→ **Source passage**:
** begin **

The cell below imports all necessary libraries and defines some global constants.  

In [12]:
from matplotlib.image import imread
from sklearn.model_selection import train_test_split
from sklearn.cluster import MiniBatchKMeans
import numpy as np
import pandas as pd

# each image dimension is (128, 384). After segmentation the following will be the dimensions of each character.
charHeight = 128
charWidth = 128
numImages = 48574

vectorLength = 16384

imgPath = "SoML-50/SoML-50/data/"
csvPath = "SoML-50/SoML-50/annotations.csv"

def getPathOfImg (index):
    return (imgPath + str (index) + ".jpg")

def getLabelOfImg (df,index):
    return (df.loc[df['Image'] == (str(index) + '.jpg')]['Label'].values[0])

def getValueOfImg (df, index):
    return (int(df.loc[df['Image'] == (str(index) + '.jpg')]['Value'].values[0]))


Now we divide the data set into training and testing sets

In [13]:
imgIndex = [ i for i in range (1, numImages+1)]
train_set, test_set = train_test_split (imgIndex, test_size= 0.1, random_state= 1)

df = pd.read_csv (csvPath)

print (getLabelOfImg (df,5))
print (getValueOfImg (df,6))

prefix
4


The below cell takes the image number and returns the numpy array of length 3 - Ready for applying K-means clustering algorithm.

In [14]:
def vectoriseImg (image):
    return np.reshape (image, (1,-1))

def getSegmentedVectors (df,index):
    """ This function returns a numpy array of the three character images of shape (128,128) present in index.jpg after converting them into vectors 
    as required by K-Means algorithm. You cannot directly apply K-Means to image Matrices. First need to vectorise image matrix. 
    Also, the operator is always present at [0] and other two operands at [1] and [2] in the order in which the operator has to be applied."""
    
    image = imread (getPathOfImg(index))
    label = getLabelOfImg (df, index)
    if (label == 'prefix'):
        charArray = np.array ([image[:, 0:charWidth],image[:, charWidth:(2*charWidth)],image[:, (2*charWidth):]])
    elif (label == 'postfix'):
        charArray = np.array ([image[:, (2*charWidth):],image[:, 0:charWidth],image[:, charWidth:(2*charWidth)]])
    else:
        charArray = np.array ([image[:, charWidth:(2*charWidth)],image[:, 0:charWidth],image[:, (2*charWidth):]])
    
    ans = np.array ([vectoriseImg (charArray[i]) for i in range (3)])
    return ans

print ((getSegmentedVectors (df, 6).shape))

(3, 1, 16384)


Now create numpy matrices on which KMeans class object will cluster the rows. We create three numpy arrays, each for the two operand vectors and one for the operator vector.

** end **

→ **Data supplied**:
** begin **

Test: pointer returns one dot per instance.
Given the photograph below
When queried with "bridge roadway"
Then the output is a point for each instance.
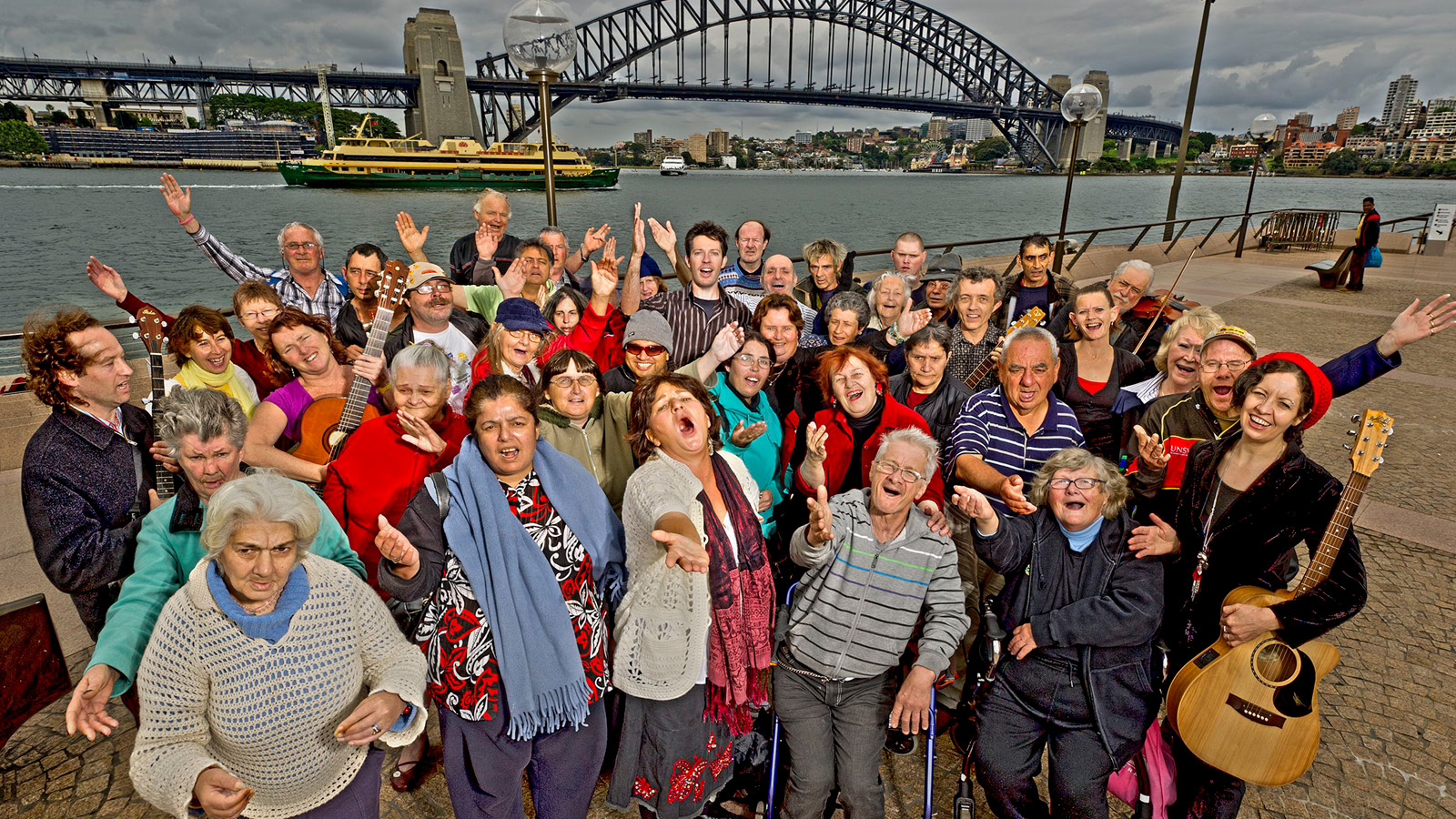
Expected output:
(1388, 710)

** end **
** begin **

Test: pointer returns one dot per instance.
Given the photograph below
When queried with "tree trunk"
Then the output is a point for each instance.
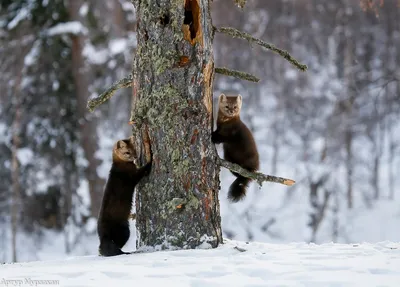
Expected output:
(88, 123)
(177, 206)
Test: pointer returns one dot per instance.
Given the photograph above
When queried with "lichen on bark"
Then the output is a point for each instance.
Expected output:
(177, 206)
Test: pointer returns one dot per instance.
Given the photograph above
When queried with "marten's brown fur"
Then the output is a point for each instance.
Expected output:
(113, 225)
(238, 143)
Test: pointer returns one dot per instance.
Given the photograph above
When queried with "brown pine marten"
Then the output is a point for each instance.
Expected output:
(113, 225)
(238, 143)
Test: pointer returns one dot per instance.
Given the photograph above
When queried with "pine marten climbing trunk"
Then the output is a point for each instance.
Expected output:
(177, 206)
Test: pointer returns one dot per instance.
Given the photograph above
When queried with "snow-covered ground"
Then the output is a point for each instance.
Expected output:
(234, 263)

** end **

→ **Problems**:
(a) In the K-means notebook, where in each character array is the operator always placed?
(b) Carry the K-means notebook on from its final sentence.
The records play no part in this work and can be left aside.

→ **Task-by-task outputs**:
(a) The operator is always at index [0].

(b)
Note that we initialize the arrays with the required shape at the beginning itself. We should not do append to numpy arrays as they are stored in contiguous blocks of memory and whole array needs to be copied again and again in order to append. Source: https://stackoverflow.com/questions/568962/how-do-i-create-an-empty-array-matrix-in-numpy

I faced with a problem here - I cannot initialize 3 arrays as big as len(train_set) * vectorLength = ~ 45000 * 16000 =~ 10^9. My entire 16 GB ram was not enough and the laptop kept on freezing. Hence I chose the mini batch training which took mini batches of size 10 images at a time and trained the k means clustering model.



In [19]:
# our matrices on which mini batch KMeans clustering will work are declared. 
operators = np.empty (shape = [10, vectorLength], dtype = int)
operands = np.empty (shape = [20, vectorLength], dtype = int)


# now initialize KMeans class object. 
operatorCluster = MiniBatchKMeans( n_clusters = 4, random_state=0, batch_size = 10)
operandCluster = MiniBatchKMeans( n_clusters= 10, random_state=0, batch_size = 20)

for i in range (1,len(train_set)-10, 10):
    for j in range (i,i+10):
        segments = getSegmentedVectors (df, train_set[j])
        operators[j-i] , operands[j-i], operands[j-i + 10] = segments[0] , segments[1] , segments[2]
    operatorCluster = operatorCluster.partial_fit(operators)
    operandCluster = operandCluster.partial_fit(operands)
    
# now our we have trained our clustering model. This cell took approximately 190 seconds to run.

In [25]:
sorted_df = df.sort_values (by = ['Value'])
#print (sorted_df.tail (20))
sorted_df.describe()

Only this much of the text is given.